Update the entries from the line containing "Return one point per instance of the rush" down to the line containing "320), (959, 51)]" so that "white" becomes "cream" and nothing else changes. Give back only those lines, and leave the pictures out.

━━━━

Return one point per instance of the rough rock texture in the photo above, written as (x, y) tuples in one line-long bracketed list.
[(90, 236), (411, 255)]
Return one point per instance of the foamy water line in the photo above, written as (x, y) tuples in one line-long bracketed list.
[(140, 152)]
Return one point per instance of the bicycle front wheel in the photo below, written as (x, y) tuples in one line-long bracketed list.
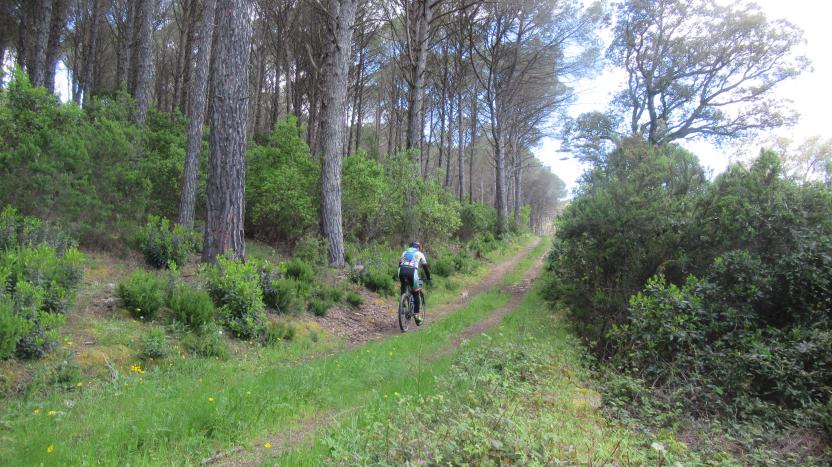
[(404, 312)]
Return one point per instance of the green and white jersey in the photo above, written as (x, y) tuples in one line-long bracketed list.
[(413, 258)]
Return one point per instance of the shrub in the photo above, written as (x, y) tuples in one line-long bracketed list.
[(374, 267), (67, 373), (313, 249), (164, 244), (58, 276), (331, 294), (354, 299), (18, 231), (442, 266), (287, 297), (319, 307), (190, 307), (299, 269), (282, 193), (278, 332), (206, 343), (155, 345), (234, 286), (142, 293), (41, 334), (12, 328)]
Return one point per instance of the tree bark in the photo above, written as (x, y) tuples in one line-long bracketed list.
[(419, 24), (187, 205), (474, 117), (144, 71), (226, 170), (89, 54), (340, 19), (53, 48), (37, 67), (124, 42), (460, 144)]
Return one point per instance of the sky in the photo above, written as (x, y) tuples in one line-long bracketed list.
[(810, 94)]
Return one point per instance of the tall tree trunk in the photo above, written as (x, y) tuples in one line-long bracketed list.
[(518, 189), (226, 170), (187, 69), (275, 114), (53, 47), (474, 118), (500, 182), (450, 140), (90, 62), (340, 19), (460, 145), (144, 71), (187, 204), (37, 66), (419, 29), (125, 45)]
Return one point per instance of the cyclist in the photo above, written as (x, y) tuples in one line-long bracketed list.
[(408, 274)]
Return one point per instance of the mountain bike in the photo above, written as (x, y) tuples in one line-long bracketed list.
[(407, 307)]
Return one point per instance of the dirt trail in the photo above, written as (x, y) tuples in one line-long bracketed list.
[(304, 431), (517, 291), (376, 319)]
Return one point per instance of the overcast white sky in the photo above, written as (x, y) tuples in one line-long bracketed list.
[(810, 93)]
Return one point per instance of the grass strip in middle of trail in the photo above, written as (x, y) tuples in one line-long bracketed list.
[(194, 408)]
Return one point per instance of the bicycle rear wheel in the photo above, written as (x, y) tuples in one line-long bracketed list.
[(404, 312)]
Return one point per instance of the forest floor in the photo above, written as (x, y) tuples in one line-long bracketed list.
[(494, 377)]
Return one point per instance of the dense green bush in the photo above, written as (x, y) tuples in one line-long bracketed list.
[(208, 342), (234, 286), (40, 272), (319, 307), (288, 297), (476, 218), (313, 249), (367, 199), (164, 244), (104, 173), (282, 190), (629, 221), (299, 269), (354, 299), (155, 345), (12, 327), (193, 308), (143, 293), (278, 332), (373, 267), (717, 293)]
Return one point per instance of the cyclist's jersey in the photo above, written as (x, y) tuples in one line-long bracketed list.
[(412, 258)]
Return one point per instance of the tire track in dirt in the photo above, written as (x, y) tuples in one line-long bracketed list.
[(518, 292), (377, 322), (302, 432)]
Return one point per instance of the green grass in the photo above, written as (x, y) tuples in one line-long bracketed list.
[(184, 409), (480, 409)]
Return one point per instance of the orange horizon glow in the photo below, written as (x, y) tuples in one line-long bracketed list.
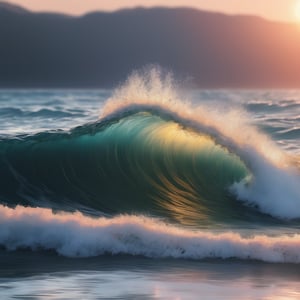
[(280, 10)]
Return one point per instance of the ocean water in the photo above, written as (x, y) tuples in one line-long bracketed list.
[(149, 191)]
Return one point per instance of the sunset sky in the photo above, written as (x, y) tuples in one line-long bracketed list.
[(283, 10)]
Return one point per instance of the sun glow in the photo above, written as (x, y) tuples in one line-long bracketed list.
[(297, 11)]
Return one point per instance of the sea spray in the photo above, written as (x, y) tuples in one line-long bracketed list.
[(75, 235)]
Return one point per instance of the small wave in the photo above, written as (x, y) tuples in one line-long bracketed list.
[(75, 235)]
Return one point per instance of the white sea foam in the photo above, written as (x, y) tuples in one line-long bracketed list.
[(274, 187), (75, 235)]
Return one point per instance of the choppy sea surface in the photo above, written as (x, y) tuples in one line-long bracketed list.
[(149, 191)]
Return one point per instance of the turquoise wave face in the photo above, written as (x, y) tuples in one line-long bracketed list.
[(135, 162)]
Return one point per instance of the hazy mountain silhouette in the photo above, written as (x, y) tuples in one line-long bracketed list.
[(100, 49)]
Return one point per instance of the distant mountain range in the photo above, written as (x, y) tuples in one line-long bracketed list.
[(100, 49)]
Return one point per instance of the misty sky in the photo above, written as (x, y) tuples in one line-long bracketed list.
[(285, 10)]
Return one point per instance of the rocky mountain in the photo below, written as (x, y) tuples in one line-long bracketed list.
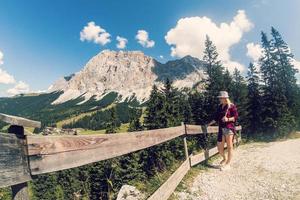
[(129, 73)]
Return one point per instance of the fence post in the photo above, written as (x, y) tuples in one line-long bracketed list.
[(185, 143), (206, 139), (19, 191)]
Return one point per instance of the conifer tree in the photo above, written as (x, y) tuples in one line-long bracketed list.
[(215, 81), (113, 124), (253, 104), (239, 94), (276, 115), (287, 72)]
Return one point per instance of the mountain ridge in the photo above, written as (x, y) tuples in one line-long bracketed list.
[(129, 73)]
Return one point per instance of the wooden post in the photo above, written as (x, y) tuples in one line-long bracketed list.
[(185, 143), (206, 150), (19, 191)]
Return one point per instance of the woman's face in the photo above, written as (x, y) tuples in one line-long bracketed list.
[(222, 100)]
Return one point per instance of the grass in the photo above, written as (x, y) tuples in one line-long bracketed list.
[(151, 185)]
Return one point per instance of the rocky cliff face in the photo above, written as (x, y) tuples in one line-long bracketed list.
[(130, 73)]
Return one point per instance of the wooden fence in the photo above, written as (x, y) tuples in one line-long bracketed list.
[(23, 156)]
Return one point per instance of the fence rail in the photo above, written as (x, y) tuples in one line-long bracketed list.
[(23, 156)]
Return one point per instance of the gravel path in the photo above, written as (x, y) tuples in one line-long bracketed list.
[(258, 171)]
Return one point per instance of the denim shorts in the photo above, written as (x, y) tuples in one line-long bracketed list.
[(228, 132), (220, 135)]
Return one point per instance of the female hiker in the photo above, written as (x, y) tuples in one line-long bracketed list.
[(225, 116)]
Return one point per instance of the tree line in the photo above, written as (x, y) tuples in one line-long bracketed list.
[(267, 99)]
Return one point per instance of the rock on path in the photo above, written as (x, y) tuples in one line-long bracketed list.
[(258, 171)]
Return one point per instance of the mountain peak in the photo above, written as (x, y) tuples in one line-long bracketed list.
[(129, 73)]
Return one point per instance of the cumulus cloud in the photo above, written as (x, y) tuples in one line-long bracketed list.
[(94, 33), (5, 77), (254, 51), (188, 37), (20, 88), (1, 58), (122, 42), (296, 64), (142, 37)]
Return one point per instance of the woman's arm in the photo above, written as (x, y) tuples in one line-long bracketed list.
[(212, 122), (234, 117)]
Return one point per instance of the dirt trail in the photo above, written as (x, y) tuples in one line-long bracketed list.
[(259, 171)]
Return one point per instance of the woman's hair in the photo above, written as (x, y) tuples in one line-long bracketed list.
[(228, 101)]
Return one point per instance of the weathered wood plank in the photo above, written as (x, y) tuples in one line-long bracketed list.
[(166, 189), (54, 153), (13, 163), (20, 121), (197, 129), (196, 159)]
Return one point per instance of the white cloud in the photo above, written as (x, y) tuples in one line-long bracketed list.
[(188, 37), (122, 42), (296, 64), (254, 51), (1, 58), (143, 38), (19, 88), (95, 33), (5, 77)]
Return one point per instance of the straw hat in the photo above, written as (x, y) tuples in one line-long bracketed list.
[(223, 94)]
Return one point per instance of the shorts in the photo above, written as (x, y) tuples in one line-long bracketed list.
[(220, 134)]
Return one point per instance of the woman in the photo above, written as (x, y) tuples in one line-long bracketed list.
[(225, 116)]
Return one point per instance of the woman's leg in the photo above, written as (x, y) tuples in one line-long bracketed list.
[(221, 149), (229, 142)]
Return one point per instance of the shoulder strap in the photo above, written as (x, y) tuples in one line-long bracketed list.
[(227, 109)]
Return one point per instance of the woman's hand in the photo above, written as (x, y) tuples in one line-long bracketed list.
[(210, 123), (225, 119)]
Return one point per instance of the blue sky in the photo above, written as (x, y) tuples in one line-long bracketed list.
[(40, 40)]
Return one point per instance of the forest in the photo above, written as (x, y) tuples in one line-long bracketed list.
[(268, 103)]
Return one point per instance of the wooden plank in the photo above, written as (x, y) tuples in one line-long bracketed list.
[(166, 189), (196, 159), (19, 121), (197, 129), (54, 153), (13, 163)]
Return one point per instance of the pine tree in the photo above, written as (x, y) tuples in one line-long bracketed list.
[(277, 118), (215, 81), (155, 111), (171, 104), (253, 105), (239, 95), (287, 72)]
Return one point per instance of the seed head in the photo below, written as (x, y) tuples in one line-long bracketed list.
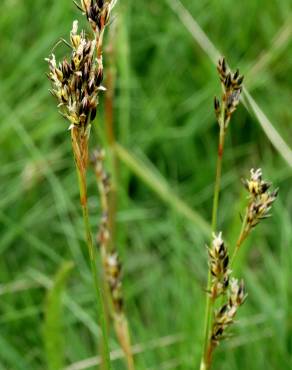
[(113, 276), (97, 12), (261, 198), (76, 84), (232, 87), (218, 264), (224, 317)]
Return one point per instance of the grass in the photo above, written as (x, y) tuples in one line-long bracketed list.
[(164, 119)]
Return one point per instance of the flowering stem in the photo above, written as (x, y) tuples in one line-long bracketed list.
[(206, 357), (81, 166), (242, 236)]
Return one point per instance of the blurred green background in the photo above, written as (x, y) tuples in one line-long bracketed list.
[(163, 114)]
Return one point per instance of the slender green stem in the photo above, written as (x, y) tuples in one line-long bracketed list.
[(81, 173), (242, 236), (205, 362)]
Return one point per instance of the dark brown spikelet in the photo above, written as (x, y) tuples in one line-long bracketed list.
[(76, 84), (218, 264), (232, 87)]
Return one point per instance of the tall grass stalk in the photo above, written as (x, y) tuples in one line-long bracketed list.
[(81, 174), (209, 300), (221, 283)]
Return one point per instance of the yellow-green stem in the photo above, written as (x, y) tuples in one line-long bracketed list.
[(81, 173), (205, 362), (242, 236)]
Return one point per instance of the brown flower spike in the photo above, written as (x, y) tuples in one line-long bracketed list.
[(76, 84), (231, 86)]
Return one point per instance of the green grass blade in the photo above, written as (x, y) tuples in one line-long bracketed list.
[(52, 331), (161, 188)]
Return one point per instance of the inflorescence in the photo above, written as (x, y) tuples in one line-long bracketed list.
[(76, 84), (261, 198), (231, 87)]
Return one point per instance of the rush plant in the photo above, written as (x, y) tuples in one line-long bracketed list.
[(77, 84), (225, 293)]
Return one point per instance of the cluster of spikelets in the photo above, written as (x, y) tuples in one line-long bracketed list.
[(231, 86), (261, 198), (224, 317), (97, 13), (76, 84), (110, 258), (223, 285)]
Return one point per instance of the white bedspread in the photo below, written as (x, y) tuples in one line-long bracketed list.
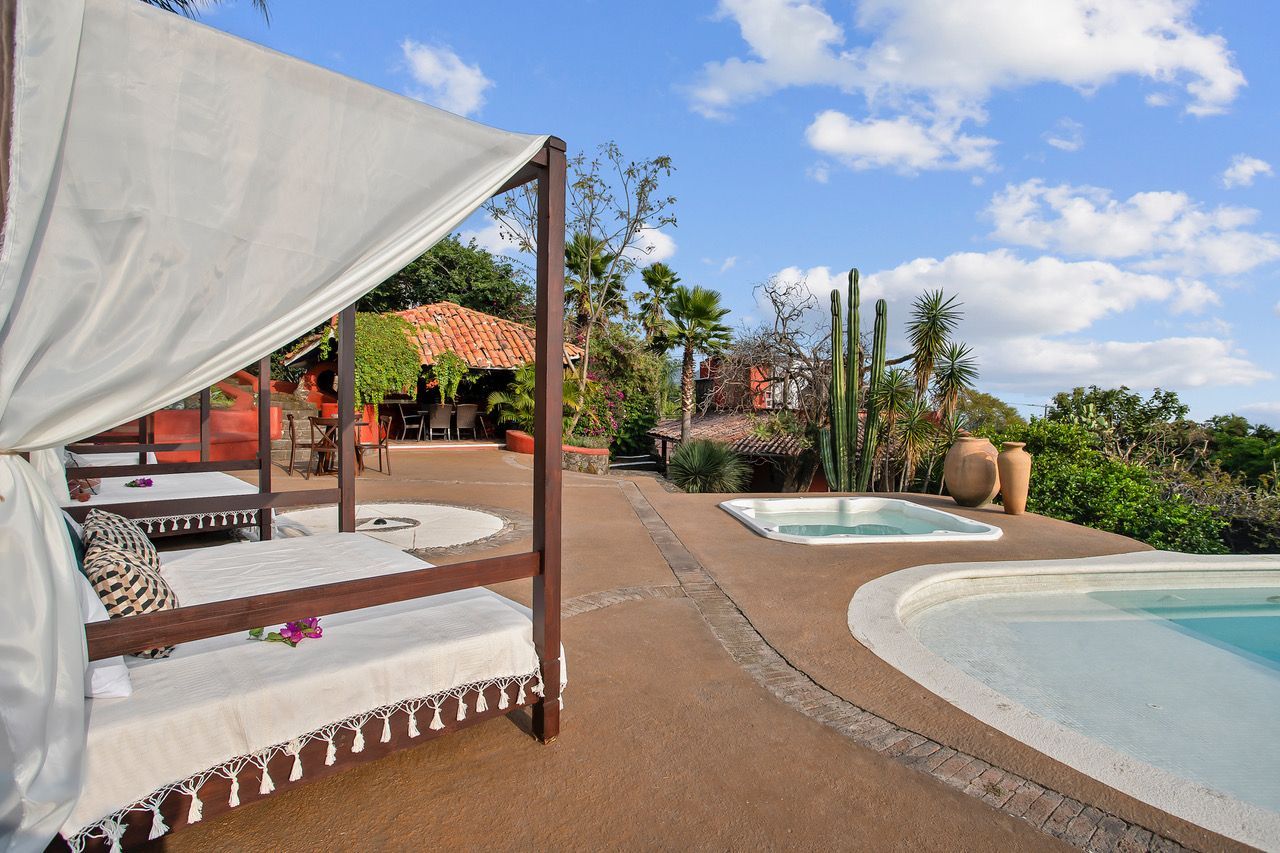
[(224, 697), (168, 487)]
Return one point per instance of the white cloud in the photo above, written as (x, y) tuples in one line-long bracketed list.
[(489, 237), (1066, 135), (1244, 169), (819, 172), (1155, 231), (1193, 297), (652, 246), (901, 144), (1179, 363), (443, 80), (924, 67), (1028, 320), (959, 51)]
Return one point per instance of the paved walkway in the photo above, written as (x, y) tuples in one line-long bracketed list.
[(693, 647), (1079, 825)]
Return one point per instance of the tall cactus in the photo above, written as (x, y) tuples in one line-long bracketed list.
[(872, 428), (848, 466)]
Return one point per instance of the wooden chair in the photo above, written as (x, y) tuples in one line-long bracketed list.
[(296, 442), (440, 419), (467, 416), (411, 419), (324, 443), (382, 446)]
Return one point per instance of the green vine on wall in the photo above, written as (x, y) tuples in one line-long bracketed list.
[(387, 361), (449, 370)]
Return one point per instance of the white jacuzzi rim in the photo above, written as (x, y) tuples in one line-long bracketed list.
[(982, 532), (880, 609)]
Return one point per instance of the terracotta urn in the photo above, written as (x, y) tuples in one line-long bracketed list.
[(1015, 475), (970, 471)]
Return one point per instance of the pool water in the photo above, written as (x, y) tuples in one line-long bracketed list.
[(1243, 621), (830, 523), (835, 520), (1183, 679)]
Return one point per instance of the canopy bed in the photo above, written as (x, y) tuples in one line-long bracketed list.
[(160, 231)]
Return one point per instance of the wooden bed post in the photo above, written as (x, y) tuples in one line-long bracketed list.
[(347, 420), (206, 404), (264, 445), (548, 425)]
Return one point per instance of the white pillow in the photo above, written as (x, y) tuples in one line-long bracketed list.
[(109, 678)]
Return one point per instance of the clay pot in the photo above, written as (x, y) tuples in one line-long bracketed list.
[(970, 471), (1015, 475)]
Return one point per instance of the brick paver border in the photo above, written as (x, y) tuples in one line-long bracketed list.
[(1065, 819)]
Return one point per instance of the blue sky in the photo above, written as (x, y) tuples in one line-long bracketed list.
[(1096, 181)]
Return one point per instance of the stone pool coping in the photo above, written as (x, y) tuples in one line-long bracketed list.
[(877, 616)]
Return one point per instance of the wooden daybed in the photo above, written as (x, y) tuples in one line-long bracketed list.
[(225, 721), (165, 231)]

━━━━

# Exercise answer
Return one point per instance of the rush plant in the photo above, written as (x, y) tuples in one line-long bracketed list.
[(77, 84), (225, 293)]
Return one point per instance of the cluster of spikelets in the photo above, written as (x, y) tuples in one line-long bracketed list.
[(231, 86), (261, 198), (224, 317), (97, 13), (76, 84), (110, 258), (223, 285)]
Return one point per instance of the cream bedspread in the photo below, written as (x, y) tuples in one line-long bracketed list.
[(224, 697), (168, 487)]
Return one point per instance of the cream cloud in the photo above, written as (x, y) tuples in one line-long bracketed list.
[(489, 237), (1066, 135), (1244, 169), (819, 172), (1155, 231), (1193, 297), (652, 246), (901, 144), (1179, 363), (443, 80), (924, 67), (1028, 320), (959, 51)]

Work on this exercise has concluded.